WHAT IS BEING ASKED:
Give every line of the material back exactly, images removed.

RECORDS PROVIDED:

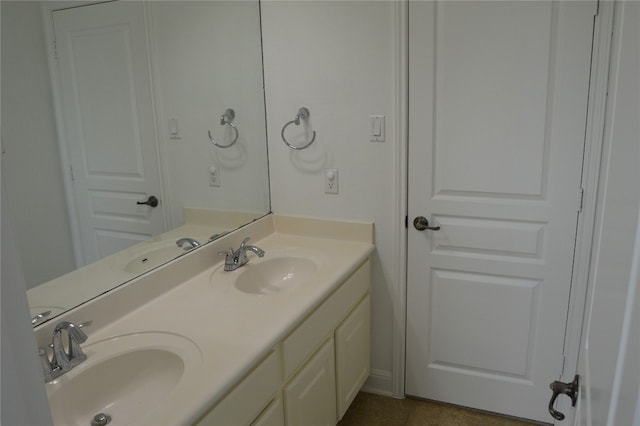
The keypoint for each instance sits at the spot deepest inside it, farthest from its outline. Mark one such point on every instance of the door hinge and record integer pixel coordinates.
(580, 199)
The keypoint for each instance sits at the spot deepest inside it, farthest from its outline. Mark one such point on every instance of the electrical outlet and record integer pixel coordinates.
(214, 176)
(331, 181)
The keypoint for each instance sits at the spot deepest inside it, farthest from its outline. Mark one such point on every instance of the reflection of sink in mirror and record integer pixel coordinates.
(43, 313)
(153, 258)
(275, 275)
(124, 377)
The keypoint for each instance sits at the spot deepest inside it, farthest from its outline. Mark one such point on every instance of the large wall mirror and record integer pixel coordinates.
(132, 133)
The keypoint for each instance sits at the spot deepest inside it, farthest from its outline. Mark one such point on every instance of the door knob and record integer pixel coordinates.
(569, 389)
(421, 223)
(152, 201)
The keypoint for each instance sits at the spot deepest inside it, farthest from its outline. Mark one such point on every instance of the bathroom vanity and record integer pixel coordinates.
(284, 339)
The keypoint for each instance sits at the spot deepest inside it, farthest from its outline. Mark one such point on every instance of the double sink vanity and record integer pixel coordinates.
(283, 339)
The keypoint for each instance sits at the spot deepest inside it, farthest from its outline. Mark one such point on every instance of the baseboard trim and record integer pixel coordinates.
(380, 382)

WRITTEN ANSWER:
The keypoint for each instance sits at the spot deepest inside it, farthest from its outline. Mark one such point on every instance of the door hinge and record integer pixel coordinates.
(580, 199)
The keypoint for each instance sits at the spot deepest inside it, farthest from its outline. Mark one such point on every instance of the electrical outlet and record integer pixel coordinates.
(214, 176)
(331, 181)
The keypoint for each instance sits at the spot deepest inside it, farthest from its outline. Mark one such point on every instance of the reflection of sink in mirror and record integer pixel coordinates.
(43, 313)
(153, 258)
(275, 275)
(124, 377)
The keypoint for each instance sits at the spot deepest inside it, farthest from its outline. Mark one such point on every instance of the large wall mirror and record integer pixel coordinates.
(132, 133)
The keypoint for each instance sits at the spot deepest inside it, farthest from its outline. Mark one such point on every instance of the door knob and record integer pixel coordinates.
(569, 389)
(421, 223)
(152, 201)
The keypoint for each instance sits at the spot deepest inside it, farthest from its outline. Mark one such point on every instance of the bathroom vanity and record integer pixel coordinates.
(284, 339)
The keypoint for each instance sits at the spot deepest inside it, farthest from its outline. Mark one such point on every instance of the double sink vanity and record integer pixel coordinates.
(283, 339)
The keypoint for each instance sits at the spot deepest inside it, farthest from its outline. Mark one such point on every instance of the baseboard trim and record integer pixel coordinates.
(380, 382)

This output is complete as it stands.